_VOTRE CONSIGNE_.
Quelle suite donneriez-vous au texte sur l'orphelinat fondé par Marie Caizergues ? Rédigez-la à partir de la dernière phrase.

_EXTRAIT DU DOCUMENT_.
*-*-*

Marie Caizergues donna au bureau de bienfaisance son jardin de la Pile, la maison qui s'y trouvait et une importante somme d’argent en 1848 et 1850 pour permettre la fondation de l’orphelinat. La chapelle est construite dès la fondation, où Marie-Caizergues s'éteint le 1er juin 1851. Contrairement à sa voisine malheureuse de l'autre côté de la rue, dans l'Institution des Sourds-Muets, elle a été conservée et protégée. On peut voir une photo de l'intérieur avec une description sur le site de l'inventaire du patrimoine.

Comme souvent dans les institutions religieuses de ce temps, la chapelle est le seul lieu commun entre les enfants des deux sexes. Tout le reste est en double : dortoirs, salles communes, réfectoire, cour de récréation. La section des orphelines est au sud, celle des orphelins est au nord. 

En 1869, l'annuaire du département de l'Hérault indique le nom du médecin chargé de veiller à la bonne santé des orphelins, M. Le Scellière-Lafosse. L'année suivante, la capacité initiale d'accueil de 50 orphelins des deux sexes est portée à 60 suite au legs fait à l'Oeuvre par M. Legrand, professeur à la faculté des Sciences. 

Situation de l'établissement des orphelins en 1896 - plan de P A Kruger, architecte
(Source gallica.bnf.fr / Bibliothèque nationale de France)

*-*-*

_DONNÉES FOURNIES_.
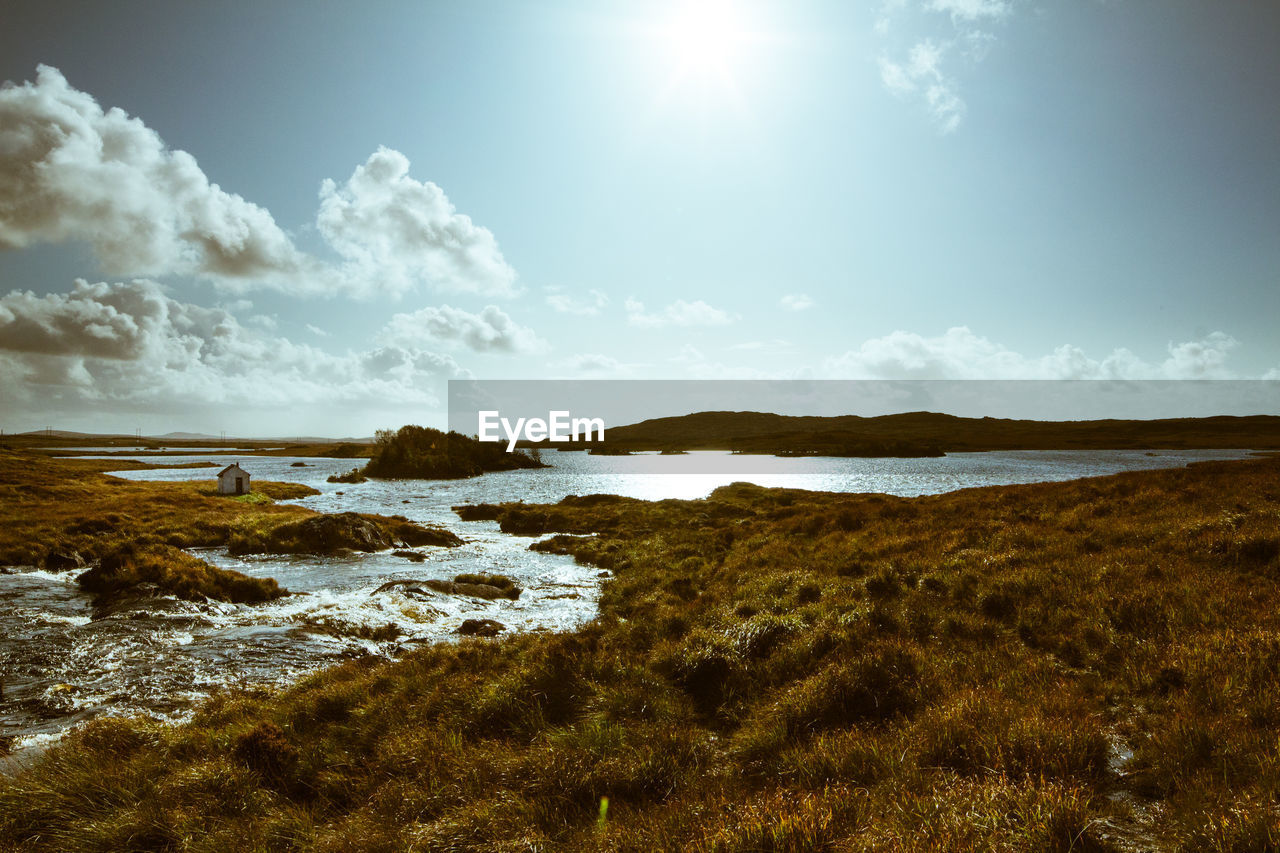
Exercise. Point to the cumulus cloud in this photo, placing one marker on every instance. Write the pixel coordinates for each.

*-*-*

_RÉSULTAT OBTENU_.
Deux salles de classes sont construites en 1856, pour un montant de 18.000 francs or, financés à 79% par le bureau de bienfaisance et à 21% directement par la mairie. Bien sûr, les classes ne sont pas mixtes, il en existe une pour les garçons, de 35 places, et une pour les filles, légèrement plus spacieuse, de 40 places. Plus tard, les protégés de l'orphelinat fréquentèrent les écoles publiques, dont l'école Condorcet, et les classes ne furent plus utilisées que pour l'étude et les devoirs du soir. En octobre 1882, le quotidien monarchiste L'Eclair accuse les instituteurs de l'école Condorcet de percevoir une rémunération indue pour l'achat des livres des orphelins.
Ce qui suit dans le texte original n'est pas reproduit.